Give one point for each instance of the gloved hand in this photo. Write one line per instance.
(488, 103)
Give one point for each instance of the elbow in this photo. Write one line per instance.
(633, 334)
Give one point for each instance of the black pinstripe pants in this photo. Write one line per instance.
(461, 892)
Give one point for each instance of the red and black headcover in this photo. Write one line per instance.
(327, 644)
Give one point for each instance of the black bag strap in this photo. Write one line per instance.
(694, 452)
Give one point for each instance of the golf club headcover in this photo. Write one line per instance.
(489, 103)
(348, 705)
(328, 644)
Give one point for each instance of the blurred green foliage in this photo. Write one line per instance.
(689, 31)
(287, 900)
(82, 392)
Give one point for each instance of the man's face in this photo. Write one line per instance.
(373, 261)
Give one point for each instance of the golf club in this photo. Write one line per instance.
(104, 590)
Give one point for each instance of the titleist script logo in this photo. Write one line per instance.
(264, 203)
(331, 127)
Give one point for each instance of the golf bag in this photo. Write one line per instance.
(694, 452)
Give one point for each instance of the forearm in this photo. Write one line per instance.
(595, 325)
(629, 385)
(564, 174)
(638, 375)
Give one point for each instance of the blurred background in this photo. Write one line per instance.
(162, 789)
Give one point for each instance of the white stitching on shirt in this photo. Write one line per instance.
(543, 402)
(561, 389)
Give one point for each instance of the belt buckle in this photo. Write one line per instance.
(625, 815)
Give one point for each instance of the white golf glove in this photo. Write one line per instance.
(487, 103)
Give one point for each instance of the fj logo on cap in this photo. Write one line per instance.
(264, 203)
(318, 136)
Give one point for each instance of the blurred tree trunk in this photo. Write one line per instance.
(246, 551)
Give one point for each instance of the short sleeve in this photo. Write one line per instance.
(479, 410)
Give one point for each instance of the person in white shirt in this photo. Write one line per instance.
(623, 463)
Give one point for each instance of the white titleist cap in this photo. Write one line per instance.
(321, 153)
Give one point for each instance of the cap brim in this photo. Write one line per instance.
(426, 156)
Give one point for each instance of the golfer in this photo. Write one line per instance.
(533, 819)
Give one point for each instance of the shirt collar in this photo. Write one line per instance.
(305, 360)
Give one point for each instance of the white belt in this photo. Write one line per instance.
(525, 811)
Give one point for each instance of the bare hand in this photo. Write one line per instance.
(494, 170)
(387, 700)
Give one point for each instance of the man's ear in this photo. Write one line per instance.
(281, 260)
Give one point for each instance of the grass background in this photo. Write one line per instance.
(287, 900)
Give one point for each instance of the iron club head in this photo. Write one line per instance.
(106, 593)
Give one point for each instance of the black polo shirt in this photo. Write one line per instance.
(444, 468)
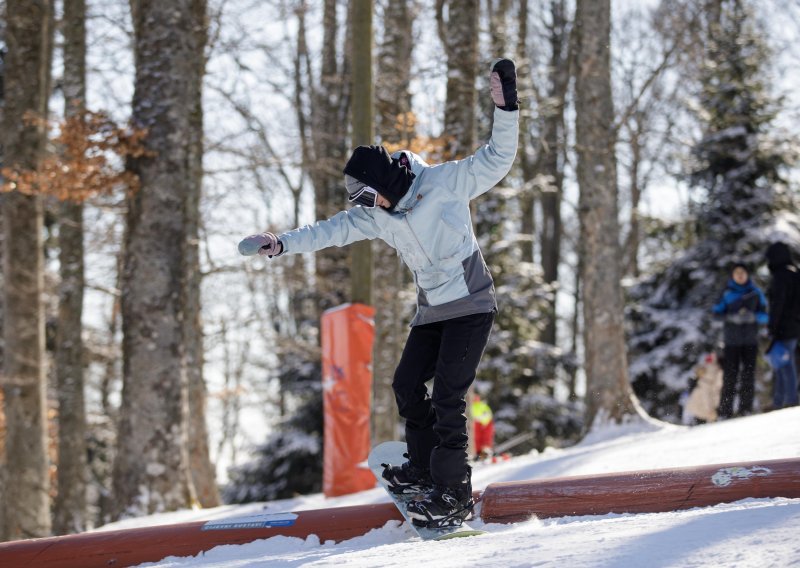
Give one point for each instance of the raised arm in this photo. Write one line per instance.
(480, 172)
(356, 224)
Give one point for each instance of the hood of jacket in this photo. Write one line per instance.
(373, 166)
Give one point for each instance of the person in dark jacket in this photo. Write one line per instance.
(744, 307)
(784, 324)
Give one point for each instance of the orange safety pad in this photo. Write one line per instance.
(347, 335)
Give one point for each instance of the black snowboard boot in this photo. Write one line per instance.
(407, 478)
(443, 507)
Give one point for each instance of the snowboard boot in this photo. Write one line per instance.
(407, 478)
(443, 507)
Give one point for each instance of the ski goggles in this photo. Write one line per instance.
(365, 196)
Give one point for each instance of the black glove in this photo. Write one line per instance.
(503, 81)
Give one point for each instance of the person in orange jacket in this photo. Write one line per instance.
(484, 427)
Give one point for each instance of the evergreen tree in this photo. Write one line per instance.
(518, 375)
(290, 461)
(740, 203)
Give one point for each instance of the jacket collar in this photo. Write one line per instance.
(418, 165)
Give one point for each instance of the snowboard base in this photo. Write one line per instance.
(392, 453)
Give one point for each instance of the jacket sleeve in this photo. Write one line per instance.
(344, 228)
(777, 302)
(477, 174)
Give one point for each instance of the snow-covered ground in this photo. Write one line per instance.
(752, 532)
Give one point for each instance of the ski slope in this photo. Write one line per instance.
(754, 532)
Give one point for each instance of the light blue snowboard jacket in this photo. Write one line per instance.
(431, 227)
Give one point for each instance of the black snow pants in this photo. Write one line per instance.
(738, 370)
(436, 424)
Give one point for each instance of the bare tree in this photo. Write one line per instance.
(549, 165)
(26, 504)
(395, 128)
(70, 509)
(363, 132)
(151, 469)
(329, 129)
(609, 396)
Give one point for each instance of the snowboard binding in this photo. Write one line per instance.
(454, 519)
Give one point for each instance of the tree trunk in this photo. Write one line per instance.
(151, 469)
(394, 107)
(458, 31)
(27, 500)
(363, 132)
(550, 152)
(329, 135)
(527, 198)
(202, 470)
(70, 512)
(609, 396)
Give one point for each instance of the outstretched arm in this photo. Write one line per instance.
========================================
■ Aim of the exercise ■
Restate the records word for word and drop the images.

■ Answer section ■
Give one point for each instance of the gloved hand in this photo. Write one line per instance.
(488, 103)
Give one point for each instance of the elbow in this photo. Write one line per instance.
(633, 334)
Give one point for each instance of the black pinstripe pants in this photo. Write one line per instance.
(461, 892)
Give one point for each instance of the red and black headcover in this photo. Write one line per instance.
(327, 644)
Give one point for each instance of the black bag strap in this photo. Write one line per instance.
(694, 452)
Give one point for each instance of the golf club headcover in this photo. Write one line per instance.
(489, 103)
(348, 705)
(328, 644)
Give one point for each instance of the blurred green foliage in this photo. Write one line per instance.
(689, 31)
(287, 900)
(82, 392)
Give one point for each instance of the man's face in this photo. Write one line per instance.
(373, 261)
Give one point for each instance of the golf club in this photo. Write one line per instance.
(104, 590)
Give one point for each instance of the titleist script logo in this photo. Write one line per instance.
(264, 203)
(331, 127)
Give one point for each instance of the golf bag in this photo. Write one line per instance.
(694, 452)
Give one point for each instance of the forearm in this photo. Write one line per instance.
(595, 325)
(629, 385)
(564, 174)
(638, 375)
Give one point for each instance of the blurred background in this photo. Write one line per instance.
(162, 789)
Give one point for each instance of the white stitching on shirt in this photo. Write one line per instance.
(543, 402)
(561, 389)
Give one point for each instance of the belt buckle in this photo. Write one line per instance.
(625, 815)
Give one point for each instance of the white golf glove in this photo. Write one line per instance.
(487, 103)
Give one point for each instance of the fj logo on cap in this photo. Write one line per instance.
(264, 203)
(318, 136)
Give one point for each instance of the blurred tree trunk in this photo. Write one line per instance.
(246, 551)
Give one point for each instance of the short sleeve in this photo. Write one line per instance.
(479, 410)
Give one point for each instance of the person in white shirt in this photo. Write one line per instance.
(623, 463)
Give one point for each instance of the white titleist cap in this photo. Write one line per instance.
(321, 153)
Give one point for each instance of the cap brim in this photo. Write one line per instance.
(426, 156)
Give one point for each instance of the golfer in this photo. Write one line per instance.
(533, 819)
Give one point for each instance of the shirt collar in this photo. Write one line per instance.
(305, 360)
Give one point for each instance of the white belt in this photo. Write one line per instance.
(525, 811)
Give one point for each instance of the bare hand in this photo. Write one line per instance.
(494, 170)
(387, 700)
Give one point for each instance of the man's ear in this photo. Write one line per instance.
(281, 260)
Give one point for each instance of the grass background in this photo. Write one line per instance.
(287, 900)
Give one point for each instance of the iron club head in this photo. Write one line per instance.
(106, 593)
Give one point for each instance of the black polo shirt in this photo. Write one line per instance.
(444, 468)
Give one point for each instance of the raised arm in this photo. Write one line per instance.
(480, 172)
(356, 224)
Give one point for each instance of the hood of jacket in this photo. Write one line per instance.
(373, 166)
Give one point for each instance of the person in dark jacket in this photo. Write one line per instance.
(744, 307)
(784, 324)
Give one point for each instance of the orange safety pad in this photo. Write one line per instance.
(347, 335)
Give one point for each instance of the black snowboard boot in this photo. Write one line per instance.
(407, 478)
(443, 507)
Give one point for each instance of the snowboard boot in this photo. Write one line per instance.
(407, 478)
(443, 507)
Give one point for each instance of the ski goggles in this photo. Write one line per instance.
(365, 196)
Give one point for each instance of the black glove in this photo. Write one line per instance.
(503, 81)
Give one point for each instance of the person in orange jacket in this photo. Write one line per instance.
(484, 427)
Give one point for each instance of the evergreen tree in this photo. Write one line per instance.
(518, 375)
(290, 461)
(740, 203)
Give one point for each instance of the jacket collar in this photo. Write one line per instance.
(418, 165)
Give one point for each instance of the snowboard base in this photo. Write one line per instance.
(392, 453)
Give one point for each instance of the jacket sleeve in this photo. Write one line per instance.
(344, 228)
(777, 302)
(477, 174)
Give one point for each instance of the snow-covered ground in this photo. Write one line per instance.
(752, 532)
Give one point for each instance of the ski slope in this photo. Write one line per instance.
(754, 532)
Give one point for each instance of the light blue snowboard jacket in this photo. Write one line per instance.
(431, 227)
Give one point for each instance of the black snow pants in this photo. Write one line per instance.
(738, 370)
(436, 424)
Give one point for each instance of the bare tree in this photo. Write one line per instance.
(549, 165)
(26, 504)
(395, 128)
(70, 509)
(363, 132)
(151, 469)
(329, 129)
(609, 396)
Give one point for each instance of the snowboard binding in this photo. Write one line per instance.
(454, 519)
Give one point for each instance of the tree trunk in this photo. Write one line per instance.
(151, 469)
(394, 107)
(458, 31)
(27, 500)
(363, 132)
(550, 152)
(329, 135)
(527, 198)
(202, 470)
(70, 512)
(609, 396)
Give one point for each instance of the outstretched arm in this photo. Write one line per instance.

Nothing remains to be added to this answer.